■ **TASK GOAL**: Extract from the listing each line in which the word "component" appears.

■ **DATA TO USE**:
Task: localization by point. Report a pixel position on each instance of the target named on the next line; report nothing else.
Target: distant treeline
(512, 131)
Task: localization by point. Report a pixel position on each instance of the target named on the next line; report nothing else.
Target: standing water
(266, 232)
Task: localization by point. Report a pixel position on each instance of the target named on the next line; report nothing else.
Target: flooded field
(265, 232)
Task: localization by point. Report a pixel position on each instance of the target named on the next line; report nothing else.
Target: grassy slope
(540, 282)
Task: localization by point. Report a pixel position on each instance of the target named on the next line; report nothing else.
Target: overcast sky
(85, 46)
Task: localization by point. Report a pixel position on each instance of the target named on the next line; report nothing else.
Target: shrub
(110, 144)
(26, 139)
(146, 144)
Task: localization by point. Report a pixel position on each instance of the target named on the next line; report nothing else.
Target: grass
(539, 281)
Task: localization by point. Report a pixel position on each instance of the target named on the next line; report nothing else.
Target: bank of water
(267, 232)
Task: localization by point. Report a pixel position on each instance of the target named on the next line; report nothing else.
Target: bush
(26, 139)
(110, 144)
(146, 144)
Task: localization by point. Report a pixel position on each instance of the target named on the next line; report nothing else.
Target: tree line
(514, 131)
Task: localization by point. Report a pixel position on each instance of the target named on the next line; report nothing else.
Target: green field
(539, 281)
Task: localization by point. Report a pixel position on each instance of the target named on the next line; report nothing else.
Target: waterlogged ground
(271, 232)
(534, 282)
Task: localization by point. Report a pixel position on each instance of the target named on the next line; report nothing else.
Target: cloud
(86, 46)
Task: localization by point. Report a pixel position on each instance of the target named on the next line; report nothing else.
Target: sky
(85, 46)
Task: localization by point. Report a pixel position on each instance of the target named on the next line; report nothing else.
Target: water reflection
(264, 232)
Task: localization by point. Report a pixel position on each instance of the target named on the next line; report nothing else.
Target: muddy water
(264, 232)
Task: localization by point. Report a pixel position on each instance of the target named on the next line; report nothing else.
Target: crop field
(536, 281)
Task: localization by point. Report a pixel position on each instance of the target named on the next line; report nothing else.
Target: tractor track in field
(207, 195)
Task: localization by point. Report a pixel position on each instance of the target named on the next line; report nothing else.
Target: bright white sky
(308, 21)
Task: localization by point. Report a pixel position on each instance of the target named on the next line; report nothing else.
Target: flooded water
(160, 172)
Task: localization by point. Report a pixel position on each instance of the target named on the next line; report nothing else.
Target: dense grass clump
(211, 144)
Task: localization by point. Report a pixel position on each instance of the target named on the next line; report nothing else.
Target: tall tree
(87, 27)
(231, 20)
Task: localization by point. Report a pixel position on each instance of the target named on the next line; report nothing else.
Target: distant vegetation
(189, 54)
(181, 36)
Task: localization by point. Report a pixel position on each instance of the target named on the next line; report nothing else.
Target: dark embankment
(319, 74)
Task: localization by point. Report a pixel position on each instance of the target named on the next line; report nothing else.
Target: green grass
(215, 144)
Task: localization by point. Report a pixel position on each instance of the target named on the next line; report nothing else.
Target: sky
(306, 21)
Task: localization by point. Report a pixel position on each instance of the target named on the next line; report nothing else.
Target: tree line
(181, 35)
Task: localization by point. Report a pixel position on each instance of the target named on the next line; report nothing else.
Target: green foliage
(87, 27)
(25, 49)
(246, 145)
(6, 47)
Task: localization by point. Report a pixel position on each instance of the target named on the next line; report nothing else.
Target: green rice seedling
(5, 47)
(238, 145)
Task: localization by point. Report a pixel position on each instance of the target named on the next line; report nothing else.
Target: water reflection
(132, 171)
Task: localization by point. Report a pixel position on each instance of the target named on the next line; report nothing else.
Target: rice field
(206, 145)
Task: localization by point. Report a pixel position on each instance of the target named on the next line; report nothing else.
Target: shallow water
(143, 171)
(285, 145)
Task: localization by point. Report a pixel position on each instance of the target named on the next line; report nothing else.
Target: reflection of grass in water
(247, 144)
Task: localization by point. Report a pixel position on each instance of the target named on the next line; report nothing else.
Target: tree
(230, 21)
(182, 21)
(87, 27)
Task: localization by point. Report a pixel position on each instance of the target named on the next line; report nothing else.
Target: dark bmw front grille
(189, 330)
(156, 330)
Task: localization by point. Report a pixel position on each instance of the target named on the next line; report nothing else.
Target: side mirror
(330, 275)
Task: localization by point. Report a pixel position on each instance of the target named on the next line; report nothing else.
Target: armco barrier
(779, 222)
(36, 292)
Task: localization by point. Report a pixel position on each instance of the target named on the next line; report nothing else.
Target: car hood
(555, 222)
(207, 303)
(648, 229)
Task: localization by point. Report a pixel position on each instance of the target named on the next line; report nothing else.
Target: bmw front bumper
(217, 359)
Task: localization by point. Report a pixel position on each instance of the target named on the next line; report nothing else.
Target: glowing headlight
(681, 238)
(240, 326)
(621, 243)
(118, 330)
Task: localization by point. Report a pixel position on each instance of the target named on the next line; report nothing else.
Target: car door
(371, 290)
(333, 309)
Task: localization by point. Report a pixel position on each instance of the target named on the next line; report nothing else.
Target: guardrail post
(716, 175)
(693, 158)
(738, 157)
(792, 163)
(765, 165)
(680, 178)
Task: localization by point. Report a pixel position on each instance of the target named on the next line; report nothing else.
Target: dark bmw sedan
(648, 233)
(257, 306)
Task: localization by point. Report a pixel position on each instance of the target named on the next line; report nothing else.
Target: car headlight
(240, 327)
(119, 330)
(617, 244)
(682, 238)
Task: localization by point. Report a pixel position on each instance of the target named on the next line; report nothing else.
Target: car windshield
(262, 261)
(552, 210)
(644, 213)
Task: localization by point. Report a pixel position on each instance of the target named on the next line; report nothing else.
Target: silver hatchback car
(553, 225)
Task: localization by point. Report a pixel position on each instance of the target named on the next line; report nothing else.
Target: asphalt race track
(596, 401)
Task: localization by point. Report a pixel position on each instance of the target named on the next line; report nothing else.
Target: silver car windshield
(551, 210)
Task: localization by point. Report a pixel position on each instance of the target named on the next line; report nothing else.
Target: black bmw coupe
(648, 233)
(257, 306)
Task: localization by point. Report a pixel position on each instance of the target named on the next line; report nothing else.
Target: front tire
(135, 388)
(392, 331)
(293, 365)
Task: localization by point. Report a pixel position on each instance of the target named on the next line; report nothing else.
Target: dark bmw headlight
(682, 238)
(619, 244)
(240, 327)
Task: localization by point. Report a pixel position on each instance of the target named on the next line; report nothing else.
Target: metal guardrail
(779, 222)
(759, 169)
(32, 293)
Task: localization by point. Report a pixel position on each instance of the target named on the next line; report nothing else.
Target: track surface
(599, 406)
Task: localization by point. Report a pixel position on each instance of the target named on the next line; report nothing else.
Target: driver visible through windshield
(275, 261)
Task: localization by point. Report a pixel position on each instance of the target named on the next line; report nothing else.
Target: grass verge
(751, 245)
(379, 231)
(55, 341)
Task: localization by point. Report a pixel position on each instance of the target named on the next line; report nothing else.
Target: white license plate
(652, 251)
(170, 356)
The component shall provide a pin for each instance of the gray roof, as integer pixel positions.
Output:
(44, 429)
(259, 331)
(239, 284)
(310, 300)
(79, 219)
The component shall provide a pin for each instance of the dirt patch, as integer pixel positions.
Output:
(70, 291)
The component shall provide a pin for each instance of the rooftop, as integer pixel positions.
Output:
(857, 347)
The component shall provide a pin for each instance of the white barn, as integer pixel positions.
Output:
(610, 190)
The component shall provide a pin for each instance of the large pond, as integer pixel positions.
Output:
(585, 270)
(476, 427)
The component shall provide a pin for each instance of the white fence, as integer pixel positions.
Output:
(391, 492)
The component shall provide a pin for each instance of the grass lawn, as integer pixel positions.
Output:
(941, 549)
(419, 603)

■ **RESPONSE FOR THIS EXERCISE**:
The component shall provide a pin for each instance of the gray roof, as integer pixel positions.
The component shall provide a pin for each instance of the dirt patch, as integer pixel positions.
The component shall provide a pin for each instance of the rooftop, as integer pixel positions.
The component shall provide a pin for each instance of the white barn, as integer pixel positions.
The component shall provide a pin for each instance of the large pond, as integer pixel positions.
The component shall provide a pin for each instance of the white fence, as integer pixel positions.
The component shall provide a pin for each instance of the grass lawn, as integer pixel positions.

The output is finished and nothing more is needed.